**What you should do**
The records below must be reproduced exactly. Strip out the pictures.

### Recorded information ###

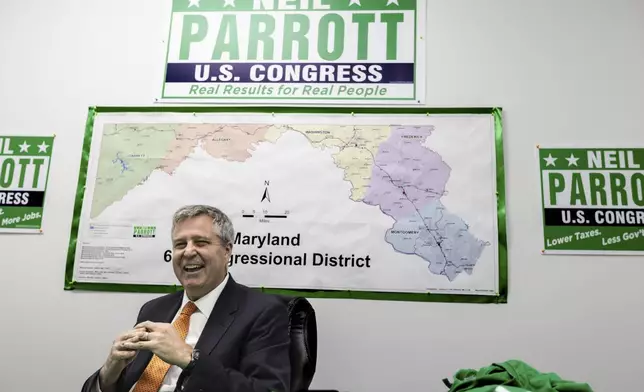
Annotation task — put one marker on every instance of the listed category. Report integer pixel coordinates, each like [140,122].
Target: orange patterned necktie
[154,373]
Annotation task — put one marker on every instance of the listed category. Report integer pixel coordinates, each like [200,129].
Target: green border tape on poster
[502,261]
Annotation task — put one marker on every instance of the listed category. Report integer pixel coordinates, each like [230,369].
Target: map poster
[311,51]
[381,203]
[593,200]
[24,170]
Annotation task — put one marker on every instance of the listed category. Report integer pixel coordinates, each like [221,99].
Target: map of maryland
[388,167]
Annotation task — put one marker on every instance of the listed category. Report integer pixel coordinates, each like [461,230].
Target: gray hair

###

**Output below**
Annotation task — put one marker on every instance of the listed category. Report integer pixel coordinates, each like [140,122].
Target: orange patterned necktie
[154,373]
Annotation task — put one marker on every instance of the listed category. Report integer pixel coordinates, each like [200,129].
Target: green border tape on poster
[502,261]
Annotation task — put one marker on every instance of the listed category. Report integer pixel coordinates, each like [230,369].
Target: map poster
[311,51]
[381,203]
[593,200]
[24,170]
Annotation task — put one marker on every instance of the listed category. Report integer pixel coordinates, each like [221,99].
Target: map of maryland
[388,167]
Annotation task — put one marker on every instance of the listed category. Report integer pixel coordinates, each like [461,230].
Target: gray hair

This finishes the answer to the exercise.